Your goal -> Beginning with the line where "the white panel" appears, retype every remaining line of the data below, both the first and last included.

Information given ->
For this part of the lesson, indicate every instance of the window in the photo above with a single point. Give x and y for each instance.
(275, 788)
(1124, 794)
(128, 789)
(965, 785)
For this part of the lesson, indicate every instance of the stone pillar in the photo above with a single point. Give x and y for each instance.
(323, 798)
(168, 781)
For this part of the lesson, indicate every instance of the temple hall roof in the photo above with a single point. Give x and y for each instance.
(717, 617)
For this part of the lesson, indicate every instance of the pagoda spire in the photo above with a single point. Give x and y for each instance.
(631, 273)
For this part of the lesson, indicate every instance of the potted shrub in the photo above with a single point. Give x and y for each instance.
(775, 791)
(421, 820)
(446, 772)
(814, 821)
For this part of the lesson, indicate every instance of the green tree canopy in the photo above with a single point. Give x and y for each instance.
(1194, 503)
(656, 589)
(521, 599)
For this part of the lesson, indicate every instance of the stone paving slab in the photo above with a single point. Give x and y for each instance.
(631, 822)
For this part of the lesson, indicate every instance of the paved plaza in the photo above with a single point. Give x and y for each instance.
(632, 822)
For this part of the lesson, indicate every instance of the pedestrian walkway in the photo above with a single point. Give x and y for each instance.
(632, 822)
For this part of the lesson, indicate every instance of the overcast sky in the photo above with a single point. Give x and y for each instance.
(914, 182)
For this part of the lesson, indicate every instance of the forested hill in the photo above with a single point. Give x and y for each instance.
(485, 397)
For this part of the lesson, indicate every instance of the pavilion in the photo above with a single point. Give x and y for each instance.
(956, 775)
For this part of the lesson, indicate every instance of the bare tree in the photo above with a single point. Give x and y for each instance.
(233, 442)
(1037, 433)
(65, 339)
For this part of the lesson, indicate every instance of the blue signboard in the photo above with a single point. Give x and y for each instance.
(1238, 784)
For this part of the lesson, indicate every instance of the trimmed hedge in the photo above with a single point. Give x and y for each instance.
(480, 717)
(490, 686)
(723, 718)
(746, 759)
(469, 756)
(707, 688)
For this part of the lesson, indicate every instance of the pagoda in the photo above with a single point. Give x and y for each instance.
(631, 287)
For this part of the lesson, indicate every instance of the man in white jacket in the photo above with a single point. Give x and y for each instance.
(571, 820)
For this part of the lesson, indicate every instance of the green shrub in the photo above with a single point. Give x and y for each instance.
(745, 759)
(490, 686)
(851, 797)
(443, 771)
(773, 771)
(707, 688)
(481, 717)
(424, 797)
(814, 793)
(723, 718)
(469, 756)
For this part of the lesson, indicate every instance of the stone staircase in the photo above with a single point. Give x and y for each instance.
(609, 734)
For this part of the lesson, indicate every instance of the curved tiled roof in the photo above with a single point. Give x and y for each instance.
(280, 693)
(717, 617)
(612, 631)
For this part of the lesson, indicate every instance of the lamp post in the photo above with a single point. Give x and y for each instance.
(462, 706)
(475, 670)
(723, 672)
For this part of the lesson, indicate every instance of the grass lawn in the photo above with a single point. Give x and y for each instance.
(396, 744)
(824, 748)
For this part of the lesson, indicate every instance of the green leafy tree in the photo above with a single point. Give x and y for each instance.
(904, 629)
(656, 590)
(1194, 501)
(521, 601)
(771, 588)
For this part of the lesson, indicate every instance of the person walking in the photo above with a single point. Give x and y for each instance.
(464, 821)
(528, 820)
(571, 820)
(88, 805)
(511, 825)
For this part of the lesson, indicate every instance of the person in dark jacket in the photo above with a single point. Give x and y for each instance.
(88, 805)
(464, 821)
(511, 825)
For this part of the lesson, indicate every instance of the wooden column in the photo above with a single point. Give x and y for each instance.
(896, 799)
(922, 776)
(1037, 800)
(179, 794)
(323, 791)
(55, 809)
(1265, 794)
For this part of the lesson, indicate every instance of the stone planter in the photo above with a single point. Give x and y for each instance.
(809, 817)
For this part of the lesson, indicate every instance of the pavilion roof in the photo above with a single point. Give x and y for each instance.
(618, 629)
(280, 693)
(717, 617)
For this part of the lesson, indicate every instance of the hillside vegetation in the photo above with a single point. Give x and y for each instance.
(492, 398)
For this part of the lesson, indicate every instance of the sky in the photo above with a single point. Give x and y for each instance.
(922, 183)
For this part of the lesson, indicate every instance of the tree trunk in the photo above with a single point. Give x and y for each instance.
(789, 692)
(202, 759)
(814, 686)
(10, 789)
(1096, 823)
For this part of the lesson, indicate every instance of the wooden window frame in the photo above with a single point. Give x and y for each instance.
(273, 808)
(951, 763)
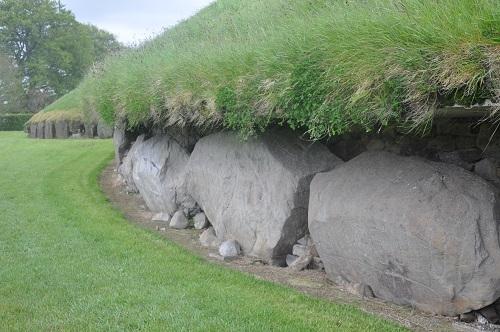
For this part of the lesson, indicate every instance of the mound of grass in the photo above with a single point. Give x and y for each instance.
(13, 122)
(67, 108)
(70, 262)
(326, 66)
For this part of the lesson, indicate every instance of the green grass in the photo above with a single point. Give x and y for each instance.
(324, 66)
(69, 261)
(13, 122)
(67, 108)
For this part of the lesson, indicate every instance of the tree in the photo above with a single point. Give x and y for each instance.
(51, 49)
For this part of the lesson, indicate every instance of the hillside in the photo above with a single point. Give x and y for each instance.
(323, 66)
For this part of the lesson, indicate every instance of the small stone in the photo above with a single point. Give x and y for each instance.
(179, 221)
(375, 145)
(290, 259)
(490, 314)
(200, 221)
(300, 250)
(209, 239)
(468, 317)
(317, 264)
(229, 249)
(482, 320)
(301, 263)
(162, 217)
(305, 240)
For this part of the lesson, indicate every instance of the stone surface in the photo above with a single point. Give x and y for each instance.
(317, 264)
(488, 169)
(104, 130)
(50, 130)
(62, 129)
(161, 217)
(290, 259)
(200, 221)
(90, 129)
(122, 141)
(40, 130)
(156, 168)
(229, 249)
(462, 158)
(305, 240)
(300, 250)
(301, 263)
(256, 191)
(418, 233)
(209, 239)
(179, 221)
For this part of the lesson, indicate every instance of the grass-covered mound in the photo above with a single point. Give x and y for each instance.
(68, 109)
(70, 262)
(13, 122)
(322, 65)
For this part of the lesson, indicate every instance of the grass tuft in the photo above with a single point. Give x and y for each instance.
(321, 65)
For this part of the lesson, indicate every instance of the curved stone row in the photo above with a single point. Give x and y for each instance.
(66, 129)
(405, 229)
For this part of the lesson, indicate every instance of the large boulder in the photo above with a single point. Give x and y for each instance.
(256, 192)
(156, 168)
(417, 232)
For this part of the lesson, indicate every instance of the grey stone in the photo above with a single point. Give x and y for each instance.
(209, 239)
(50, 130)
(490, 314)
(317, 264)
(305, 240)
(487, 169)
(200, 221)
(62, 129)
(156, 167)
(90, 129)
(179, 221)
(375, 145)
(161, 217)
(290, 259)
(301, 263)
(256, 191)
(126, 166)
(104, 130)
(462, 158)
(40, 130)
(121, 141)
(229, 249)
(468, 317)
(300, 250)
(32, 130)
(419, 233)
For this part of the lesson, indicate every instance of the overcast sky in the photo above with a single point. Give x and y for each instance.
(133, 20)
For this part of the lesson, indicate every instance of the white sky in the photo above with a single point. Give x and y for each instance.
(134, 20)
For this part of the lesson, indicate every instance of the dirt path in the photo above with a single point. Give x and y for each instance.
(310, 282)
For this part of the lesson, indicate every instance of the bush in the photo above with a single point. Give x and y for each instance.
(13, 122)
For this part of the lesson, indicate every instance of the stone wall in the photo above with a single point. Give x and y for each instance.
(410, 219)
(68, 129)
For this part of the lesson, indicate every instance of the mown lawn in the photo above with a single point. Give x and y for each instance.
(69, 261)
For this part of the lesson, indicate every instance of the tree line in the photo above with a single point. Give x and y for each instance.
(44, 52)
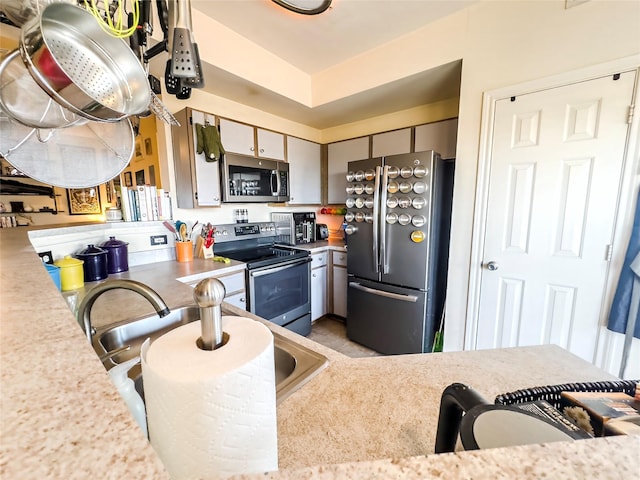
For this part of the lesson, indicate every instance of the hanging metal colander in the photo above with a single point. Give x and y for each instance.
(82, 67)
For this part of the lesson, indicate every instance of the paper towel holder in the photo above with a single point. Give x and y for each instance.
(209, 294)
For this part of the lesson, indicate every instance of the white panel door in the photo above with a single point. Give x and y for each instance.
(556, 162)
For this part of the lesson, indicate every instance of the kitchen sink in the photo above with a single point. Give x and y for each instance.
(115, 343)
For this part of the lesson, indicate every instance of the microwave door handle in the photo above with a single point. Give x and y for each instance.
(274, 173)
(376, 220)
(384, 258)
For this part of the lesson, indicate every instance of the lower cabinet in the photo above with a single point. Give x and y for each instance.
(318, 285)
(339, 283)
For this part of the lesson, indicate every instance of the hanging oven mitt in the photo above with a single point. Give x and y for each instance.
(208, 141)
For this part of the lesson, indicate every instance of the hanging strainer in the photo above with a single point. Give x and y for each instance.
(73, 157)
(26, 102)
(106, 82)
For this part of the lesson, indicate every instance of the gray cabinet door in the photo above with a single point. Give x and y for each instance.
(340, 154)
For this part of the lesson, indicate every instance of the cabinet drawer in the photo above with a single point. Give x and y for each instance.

Your solution ->
For this part of the lesson, indicate every instance of the white panel door in the photo above with a single point. Give x and y for each instance.
(556, 162)
For this part of the lesson, indicate every instance of the kitchen sink in the photo above with a single point. Give x and y for each instance.
(115, 343)
For this part of the lesson, indicate every instance of the microwave door handle in the photo above with a single point. Give x and y for each instance.
(274, 173)
(376, 220)
(384, 258)
For this part of the lesson, indicate every instance of the lower cabinet in the photo above with a single point. Give x and y for each instance.
(318, 285)
(339, 283)
For this part of the lesson, indicate every instance of the hanging oven mitt in the photo above with a single point. Give x and y for each instance.
(208, 141)
For this part of the lesson, indicate every instance of the hanging strainer in the photo above with a single point. Give x and y for each instance.
(73, 157)
(26, 102)
(106, 82)
For this part of the lesson, indicate every instance of the gray cabinet door in the photo above with a single point. Give x and y for each instance.
(340, 154)
For this part of the lesson, indicate every instance of the cabinet drawer in the photo above with a single point. Give x and y for each instance.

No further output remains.